» **Your instructions**
Somewhere below are a line with "Target: sea" and a later line with "Target: rock cluster in foreground". Output exactly those lines and all lines between them.

» **Study material**
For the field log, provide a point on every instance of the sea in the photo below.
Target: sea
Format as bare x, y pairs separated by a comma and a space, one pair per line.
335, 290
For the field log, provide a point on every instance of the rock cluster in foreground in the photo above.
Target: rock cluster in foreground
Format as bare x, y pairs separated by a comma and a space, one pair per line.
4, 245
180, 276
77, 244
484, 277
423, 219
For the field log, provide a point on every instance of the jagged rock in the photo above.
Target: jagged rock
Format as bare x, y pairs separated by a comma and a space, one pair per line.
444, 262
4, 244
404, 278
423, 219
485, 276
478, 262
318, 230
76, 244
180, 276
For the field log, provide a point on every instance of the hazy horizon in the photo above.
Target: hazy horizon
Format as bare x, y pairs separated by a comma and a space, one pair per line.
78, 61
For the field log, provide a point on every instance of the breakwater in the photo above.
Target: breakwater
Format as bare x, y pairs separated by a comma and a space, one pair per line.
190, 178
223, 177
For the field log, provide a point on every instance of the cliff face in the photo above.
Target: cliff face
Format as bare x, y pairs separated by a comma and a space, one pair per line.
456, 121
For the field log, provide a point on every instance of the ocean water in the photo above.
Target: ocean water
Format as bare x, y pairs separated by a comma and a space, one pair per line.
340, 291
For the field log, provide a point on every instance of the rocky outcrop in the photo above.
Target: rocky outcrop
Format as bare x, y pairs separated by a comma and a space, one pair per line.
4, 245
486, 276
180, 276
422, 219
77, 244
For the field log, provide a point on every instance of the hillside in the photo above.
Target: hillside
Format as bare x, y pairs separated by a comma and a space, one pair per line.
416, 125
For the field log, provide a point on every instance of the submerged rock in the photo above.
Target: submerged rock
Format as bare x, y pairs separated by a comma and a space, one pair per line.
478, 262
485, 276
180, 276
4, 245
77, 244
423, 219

» **Exercise response**
Target: sea
Format as bare x, y pairs separated by a comma and a space, one pair per line.
335, 290
For the field log, provide a point on every instance of the rock cluster in foreground in the photo above.
Target: rock cluster in foreground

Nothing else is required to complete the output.